### FRAGMENT DOKUMENTU
■ ■ ■
Podsumowanie piłkarskiej 4 ligi: Swornica Czarnowąsy Opole

Wiktor Gumiński
Wiktor Gumiński
Grający trener Swornicy Wojciech Scisło był jej najlepszym strzelcem w rundzie jesiennej. Zdobył 12 bramek.
Grający trener Swornicy Wojciech Scisło był jej najlepszym strzelcem w rundzie jesiennej. Zdobył 12 bramek. Oliwer Kubus
Zakończyli rundę jesienną na trzecim miejscu po udanym finiszu.

- Liczę, że mieszanka rutyny z doświadczeniem da dobry efekt i będziemy się bili o zwycięstwo w lidze - mówił przed rozpoczęciem sezonu Wojciech Scisło, grający trener Swornicy.
■ ■ ■
### DOSTARCZONE DANE
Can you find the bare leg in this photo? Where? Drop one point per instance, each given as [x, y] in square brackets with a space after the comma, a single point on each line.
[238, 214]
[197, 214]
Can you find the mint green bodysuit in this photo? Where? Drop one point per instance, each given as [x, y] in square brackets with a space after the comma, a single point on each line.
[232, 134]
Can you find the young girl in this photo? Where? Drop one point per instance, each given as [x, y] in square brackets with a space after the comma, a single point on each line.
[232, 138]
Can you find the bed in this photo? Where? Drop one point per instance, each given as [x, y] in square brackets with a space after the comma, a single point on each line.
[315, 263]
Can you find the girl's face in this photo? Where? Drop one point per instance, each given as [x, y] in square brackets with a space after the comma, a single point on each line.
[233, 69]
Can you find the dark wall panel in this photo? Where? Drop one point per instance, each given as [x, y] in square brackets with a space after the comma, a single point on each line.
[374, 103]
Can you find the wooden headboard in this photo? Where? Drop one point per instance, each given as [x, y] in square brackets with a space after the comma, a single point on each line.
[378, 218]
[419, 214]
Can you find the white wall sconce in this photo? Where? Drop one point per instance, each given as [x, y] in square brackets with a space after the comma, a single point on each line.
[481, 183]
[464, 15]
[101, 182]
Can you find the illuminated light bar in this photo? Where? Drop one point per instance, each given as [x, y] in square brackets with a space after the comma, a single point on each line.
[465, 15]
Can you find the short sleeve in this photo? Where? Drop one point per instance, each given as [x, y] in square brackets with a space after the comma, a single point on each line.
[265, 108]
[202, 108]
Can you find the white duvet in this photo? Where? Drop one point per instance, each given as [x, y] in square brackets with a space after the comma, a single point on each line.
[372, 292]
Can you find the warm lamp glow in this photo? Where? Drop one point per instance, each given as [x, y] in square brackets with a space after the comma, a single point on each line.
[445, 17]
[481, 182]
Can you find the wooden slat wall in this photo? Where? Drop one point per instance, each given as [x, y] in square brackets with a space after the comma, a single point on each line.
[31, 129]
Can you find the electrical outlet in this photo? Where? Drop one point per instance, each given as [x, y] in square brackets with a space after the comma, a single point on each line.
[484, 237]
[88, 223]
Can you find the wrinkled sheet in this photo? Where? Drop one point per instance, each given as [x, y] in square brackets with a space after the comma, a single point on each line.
■ ■ ■
Zredaguj tekst o Swornicy Czarnowąsy w części między „Podsumowanie piłkarskiej 4” a „grający trener Swornicy.”, włącznie z tymi słowami, zastępując w niej „Swornicy” wyrazem „drużyny”. Listing jest materiałem odrębnym od tekstu o Swornicy Czarnowąsy.

### PEŁNA ODPOWIEDŹ
Podsumowanie piłkarskiej 4 ligi: Swornica Czarnowąsy Opole

Wiktor Gumiński
Wiktor Gumiński
Grający trener drużyny Wojciech Scisło był jej najlepszym strzelcem w rundzie jesiennej. Zdobył 12 bramek.
Grający trener drużyny Wojciech Scisło był jej najlepszym strzelcem w rundzie jesiennej. Zdobył 12 bramek. Oliwer Kubus
Zakończyli rundę jesienną na trzecim miejscu po udanym finiszu.

- Liczę, że mieszanka rutyny z doświadczeniem da dobry efekt i będziemy się bili o zwycięstwo w lidze - mówił przed rozpoczęciem sezonu Wojciech Scisło, grający trener drużyny.